── PASSAGE ──

Meal prep and planning

Meal Planning revisited

A few years ago, when I started this website, one goal was to teach people how to plan meals and shop as  efficiently as possible.  Several new services and businesses have cropped up to reduce stress for the people eating the food.  While there is nothing wrong with any of these options, planning is important.

If you use a delivered meal service, everything is in a box, the recipes, and portioned food.  A friend of mine tried a meal kit service, and liked it, but realized that she still had to cook the food.  Although some of the packaging was recyclable, much of it went in the the trash, and the food had to be shipped cross country  before it spoiled.  These are not inexpensive options.  She ordered meals at the cost of about $10 per person per meal.  Recipes changed constantly, there wasn’t much consistency with the food.  If you loved a meal or recipe, it wasn’t always available again.  Again, if you love to cook and try new recipes, it’s a great plan, but most people need to get a good meal on the table quickly, with the least amount of stress.

I test products,

and received a meal kit from a large super market chain.. Yesterday afternoon, I made the kit, a meal designated for two people.  It contained appropriately portioned salmon, Basmati rice, a packet of blackening seasoning, green beans, a small onion, a large green bell pepper, seasoned butter, a lemon, chicken stock, and slivered almonds.  My job was to read and follow directions, (important to any recipe) and make the food.  I had to provide cooking oil, salt and pepper, the cookware and my stellar knife and cooking skills.  This was not a kit for beginners.  And it really wasn’t something I would make on a busy weeknight.  Since I was photographing along the way, it took a little longer than the anticipated 30-40 minutes.  So I poured myself a glass of wine, and got down to the business of making a meal from a kit.

───
── INFORMATION PROVIDED ──

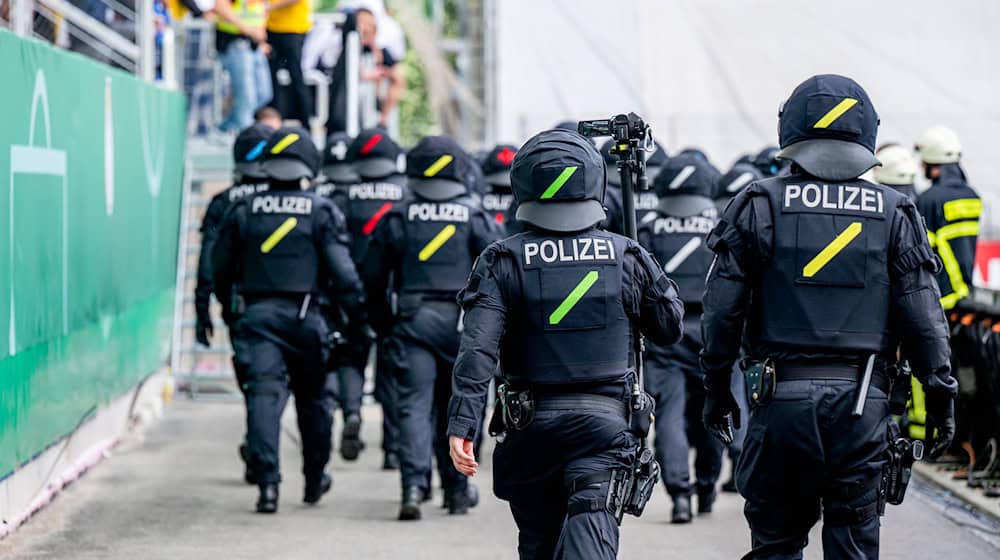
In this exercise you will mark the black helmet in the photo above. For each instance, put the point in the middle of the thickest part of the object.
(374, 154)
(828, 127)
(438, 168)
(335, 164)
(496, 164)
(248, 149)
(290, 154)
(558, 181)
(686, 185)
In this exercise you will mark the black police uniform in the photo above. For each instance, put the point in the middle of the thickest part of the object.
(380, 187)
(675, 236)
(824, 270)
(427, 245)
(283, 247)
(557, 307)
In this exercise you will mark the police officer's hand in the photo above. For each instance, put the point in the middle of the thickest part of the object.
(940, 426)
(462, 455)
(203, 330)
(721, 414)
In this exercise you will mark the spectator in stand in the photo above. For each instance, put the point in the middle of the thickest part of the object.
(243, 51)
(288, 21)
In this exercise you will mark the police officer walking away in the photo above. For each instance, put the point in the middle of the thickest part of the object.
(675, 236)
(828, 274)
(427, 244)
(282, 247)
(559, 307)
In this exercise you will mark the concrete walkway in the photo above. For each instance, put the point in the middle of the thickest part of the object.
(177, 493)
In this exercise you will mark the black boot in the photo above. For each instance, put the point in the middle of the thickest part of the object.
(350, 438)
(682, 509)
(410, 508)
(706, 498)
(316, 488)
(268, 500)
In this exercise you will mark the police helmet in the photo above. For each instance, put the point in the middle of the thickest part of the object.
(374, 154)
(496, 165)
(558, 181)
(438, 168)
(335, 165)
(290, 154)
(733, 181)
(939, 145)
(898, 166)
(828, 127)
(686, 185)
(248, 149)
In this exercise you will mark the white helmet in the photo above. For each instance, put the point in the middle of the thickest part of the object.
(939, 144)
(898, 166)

───

### WORK TO DO
1. In the meal kit passage, quote the text starting at "If you use a" and ending at "amount of stress.".
2. According to the meal kit passage, what did the writer have to provide when making the kit meal? List every item.

### IN RESPONSE
1.
If you use a delivered meal service, everything is in a box, the recipes, and portioned food.  A friend of mine tried a meal kit service, and liked it, but realized that she still had to cook the food.  Although some of the packaging was recyclable, much of it went in the the trash, and the food had to be shipped cross country  before it spoiled.  These are not inexpensive options.  She ordered meals at the cost of about $10 per person per meal.  Recipes changed constantly, there wasn’t much consistency with the food.  If you loved a meal or recipe, it wasn’t always available again.  Again, if you love to cook and try new recipes, it’s a great plan, but most people need to get a good meal on the table quickly, with the least amount of stress.

2.
- Cooking oil
- Salt and pepper
- The cookware
- Knife and cooking skills